> _Problem requirements_
Every record below should appear in your answer, copied exactly.

> _Data supplied_

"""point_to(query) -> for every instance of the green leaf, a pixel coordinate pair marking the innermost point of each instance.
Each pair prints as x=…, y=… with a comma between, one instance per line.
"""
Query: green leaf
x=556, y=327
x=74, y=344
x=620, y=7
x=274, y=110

> _Finished exercise_
"""point_to(query) -> for every instance of the green leaf, a pixel coordinate pair marking the innermost point of each instance.
Each pair prints as x=…, y=… with a comma between, one instance per line.
"""
Query: green leaf
x=556, y=327
x=74, y=344
x=620, y=7
x=274, y=110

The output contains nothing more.